Text section
↓↓↓

On Wednesday, the hard work they've put into the Bulldog program helped them reap some big rewards.
Gamble (5-foot-10, 288 pounds) signed a scholarship with Lindsey Wilson of Columbia, Ky. Major (6-2, 225) inked with Samford University, and Bishop (6-4, 280) penned with Jacksonville State.
"They're three of the best kids we've had in my time here, and they're very deserving of what comes their way," Piedmont coach Steve Smith said. "We know they're going to be great ambassadors for our school and our community. They're going to represent Piedmont High School really, really well at the next level."
Gamble made his decision over the weekend. He took a five-hour drive to Columbia on an official visit to see what the Raider program had to offer. He liked what he saw.
"Overall, I like the program they have up there," Gamble said. "They're just now starting out and they're trying to get players. They've only had a program for about three years, so I'd like to go up there and leave my mark. It's going to be fun to hopefully be one of their first best defensive linemen up there. I'm looking forward to showing off a little bit."
Showing off on the football field is something Gamble did well last football season for the Bulldogs (11-1). The four-year starter finished with 66 tackles, including nine for lost yardage and four sacks. He also caused a fumble and recovered two more.
"Marquez is not the type of guy who's going to spend a lot of time partying. He's more of a business-type guy," Smith said. "He's going to take care of business, and he just felt it was the place he could do that. I talked to his mom about it, and they felt like it was place he could go and thrive."
Major made his mark with the Bulldogs at several different positions in his career, everything from running back to defensive back and linebacker. He compiled a 48-6 record over his four years as a starter.
Major led the Bulldogs' Class 3A state championship team in tackles as a freshman in 2009 before earning three straight All-State nods.
Last season, after making the switch back to linebacker, the Alabama Sportswriters Association Class 3A Lineman of the Year finalist led the team with 135 tackles (nine for lost yardage), with five sacks, two fumble recoveries, one fumble caused and six passes defended. He had a season-high 19 tackles in the Bulldogs' lone loss at Deshler.
"It's a dream come true, growing up and seeing all the older guys sign in ninth grade and tenth grade, just waiting for my day to come and just continuing to work hard," Major said. "Just getting the opportunity to play ball and get your school paid for, there's no other feeling like it."
Major has had a firm verbal commitment with Samford since he took an official visit back on Jan. 11. He also had a visit to Tennessee State in Nashville and another lined up with Western Kentucky, but all he could think about was how well-received he was during his visit to Samford.
"I took the one to Tennessee State, and when I got home that Sunday afternoon, I called Coach (Pat) Sullivan and told him I wanted to commit," Major said. "The whole time I was up there (Tennessee State), that's all I could think about was Samford. I didn't even go to Western Kentucky. I felt at home at Samford. That was the place for me."

↑↑↑

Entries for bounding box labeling

↓↓↓

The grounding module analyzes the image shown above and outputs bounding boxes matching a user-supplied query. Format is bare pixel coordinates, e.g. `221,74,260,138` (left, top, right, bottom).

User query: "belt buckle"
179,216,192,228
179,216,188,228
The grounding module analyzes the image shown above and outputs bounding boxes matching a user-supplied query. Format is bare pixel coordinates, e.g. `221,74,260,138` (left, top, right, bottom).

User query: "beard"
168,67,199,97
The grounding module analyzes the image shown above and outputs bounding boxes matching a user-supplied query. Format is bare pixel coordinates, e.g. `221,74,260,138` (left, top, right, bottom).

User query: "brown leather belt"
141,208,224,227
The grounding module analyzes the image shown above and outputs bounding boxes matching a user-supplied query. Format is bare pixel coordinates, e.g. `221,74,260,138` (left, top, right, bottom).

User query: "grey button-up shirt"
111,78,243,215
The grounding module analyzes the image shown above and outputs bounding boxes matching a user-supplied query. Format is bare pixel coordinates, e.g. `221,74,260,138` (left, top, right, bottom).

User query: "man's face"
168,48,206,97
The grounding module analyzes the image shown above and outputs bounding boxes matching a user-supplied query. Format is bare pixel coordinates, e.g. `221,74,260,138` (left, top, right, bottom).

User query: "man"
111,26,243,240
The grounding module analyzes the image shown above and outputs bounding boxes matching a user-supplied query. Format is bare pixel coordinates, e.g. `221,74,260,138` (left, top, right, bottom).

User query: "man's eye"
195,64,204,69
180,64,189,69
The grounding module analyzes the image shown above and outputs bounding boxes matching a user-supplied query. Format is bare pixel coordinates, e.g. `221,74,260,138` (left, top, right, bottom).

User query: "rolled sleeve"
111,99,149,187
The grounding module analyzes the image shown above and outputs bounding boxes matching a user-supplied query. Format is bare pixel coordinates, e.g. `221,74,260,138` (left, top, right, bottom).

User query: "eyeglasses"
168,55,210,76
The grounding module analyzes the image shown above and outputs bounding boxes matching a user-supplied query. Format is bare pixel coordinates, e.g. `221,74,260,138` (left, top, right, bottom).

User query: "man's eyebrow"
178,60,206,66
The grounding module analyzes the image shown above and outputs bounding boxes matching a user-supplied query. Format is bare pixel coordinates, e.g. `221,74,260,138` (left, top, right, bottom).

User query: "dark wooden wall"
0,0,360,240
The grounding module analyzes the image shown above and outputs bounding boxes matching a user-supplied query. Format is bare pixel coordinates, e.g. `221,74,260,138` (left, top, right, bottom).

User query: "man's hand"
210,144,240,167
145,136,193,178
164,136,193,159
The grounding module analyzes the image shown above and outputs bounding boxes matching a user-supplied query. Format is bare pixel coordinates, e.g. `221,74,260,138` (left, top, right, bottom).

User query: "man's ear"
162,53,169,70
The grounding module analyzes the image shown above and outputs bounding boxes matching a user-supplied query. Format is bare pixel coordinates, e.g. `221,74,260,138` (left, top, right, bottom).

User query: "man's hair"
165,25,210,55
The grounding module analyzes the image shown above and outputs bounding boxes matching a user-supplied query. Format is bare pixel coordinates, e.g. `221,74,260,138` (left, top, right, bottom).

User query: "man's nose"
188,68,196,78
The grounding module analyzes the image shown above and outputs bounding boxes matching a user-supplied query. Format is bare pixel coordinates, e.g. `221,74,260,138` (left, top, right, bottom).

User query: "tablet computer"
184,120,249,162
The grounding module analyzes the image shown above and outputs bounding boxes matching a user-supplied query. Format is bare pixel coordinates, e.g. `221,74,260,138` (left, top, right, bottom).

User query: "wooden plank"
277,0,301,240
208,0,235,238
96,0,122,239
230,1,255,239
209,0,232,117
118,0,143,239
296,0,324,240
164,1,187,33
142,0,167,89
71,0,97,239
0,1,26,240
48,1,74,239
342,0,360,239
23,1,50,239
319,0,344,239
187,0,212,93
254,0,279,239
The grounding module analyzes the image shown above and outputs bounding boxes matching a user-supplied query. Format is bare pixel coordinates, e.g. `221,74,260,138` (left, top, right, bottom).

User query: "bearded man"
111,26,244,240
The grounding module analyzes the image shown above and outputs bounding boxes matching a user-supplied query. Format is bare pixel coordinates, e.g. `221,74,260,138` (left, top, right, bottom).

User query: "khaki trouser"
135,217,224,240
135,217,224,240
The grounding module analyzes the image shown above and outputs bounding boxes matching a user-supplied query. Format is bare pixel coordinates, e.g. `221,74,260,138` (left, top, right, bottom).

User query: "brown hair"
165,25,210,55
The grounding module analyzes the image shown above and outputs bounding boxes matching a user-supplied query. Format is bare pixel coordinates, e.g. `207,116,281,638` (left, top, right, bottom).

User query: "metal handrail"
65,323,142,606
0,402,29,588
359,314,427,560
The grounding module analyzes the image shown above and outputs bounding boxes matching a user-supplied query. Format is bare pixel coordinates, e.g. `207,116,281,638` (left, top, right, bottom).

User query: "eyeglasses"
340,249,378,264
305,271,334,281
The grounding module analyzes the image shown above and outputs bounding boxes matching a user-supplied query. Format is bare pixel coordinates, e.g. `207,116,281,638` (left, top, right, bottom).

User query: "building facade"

↑↑↑

Actions to take
[1] Name every college or university that appears in the article about the Piedmont football signings.
[2] Write a continuation of the article about the Piedmont football signings, starting after its last sentence.

Results
[1]
Lindsey Wilson
Samford University
Jacksonville State
Tennessee State
Western Kentucky

[2]
Smith said Major should fit very well with Sullivan at Samford.
"I challenge anybody in the state to find anybody who accepted his role better than Jamie," Smith said. "It doesn't matter where you play him, he's going to give you everything he's got and he's going to be a leader for your team. He's just a very unselfish kid who didn't mind doing what it took for the team to be successful. He's a perfect fit at Samford, because I think that's the same attitude Coach Sullivan passes on to his players."
Bishop was a three-year starter for the Bulldogs and anchored an offensive line that averaged 395 yards per game last season, including 286 yards rushing. He graded out at 92-percent for the season, allowed no sacks, committed just one penalty and accumulated 86 pancakes in over 500 snaps.
Bishop said he wanted to play college football somewhere close to home and was considering Murray State, but JSU put him back on their radar when Bill Clark was hired as the Gamecock head coach back in December.
Bishop said he jumped at the chance to take an official visit with the Gamecocks when they became re-interested.
"I'm real close to my grandparents," Bishop said. "They've raised me since I was six. They adopted me, so being close to them was very important.
"I was about to commit to Murray State, but Coach Clark called Coach Smith and said they wanted to get me down there on an official visit. On my visit, it was amazing all the camaraderie they had. They brought me in there and welcomed me with open arms. It felt like I was at home. That first night there, I fell in love. I'm ecstatic to play for a program like JSU and a coach like Coach Clark. He's going to do special things down there."
Like Gamble at Lindsey Wilson and Major at Samford, Smith feels Bishop is a great fit for the Gamecocks.
"I think they're getting an absolute steal in Austin Bishop," Smith said. "He's someone whose best football is still in front of him. He has a great work ethic and wants to get better. I think once he gets in a college weight program, he'll really develop more. I think he's a guy who can be an impact player for them down the road."
Smith said Gamble, Major and Bishop have all left a lasting impression for upcoming Piedmont players to follow.
"I think they've left the upcoming classes the hope signing can happen for them too if they do what they're supposed to on the field and in the classroom," he said. "The bigger challenge for them, and I've told every one of them this, is we need some people to go and stay and finish. That's the next step in this process of kids having the chance to play at the next level. It's for them to go and finish their degree and come back to tell the kids at Piedmont 'I did it, and you can do it.'
"It's been a long time since we've had somebody from this school to go off to college, finish and come back to give a testimony on what it was like to go for four or five years. D'Eric Jackson at West Alabama is in his fifth year, and he can see the light at the end of the tunnel for his degree. We make a big deal over signing day, but I'm going to make a big deal when these kids come back with a degree in their hands too, because ultimately that's what they're going for. I feel very strongly these three guys are going to give it all they've got to accomplish that next goal."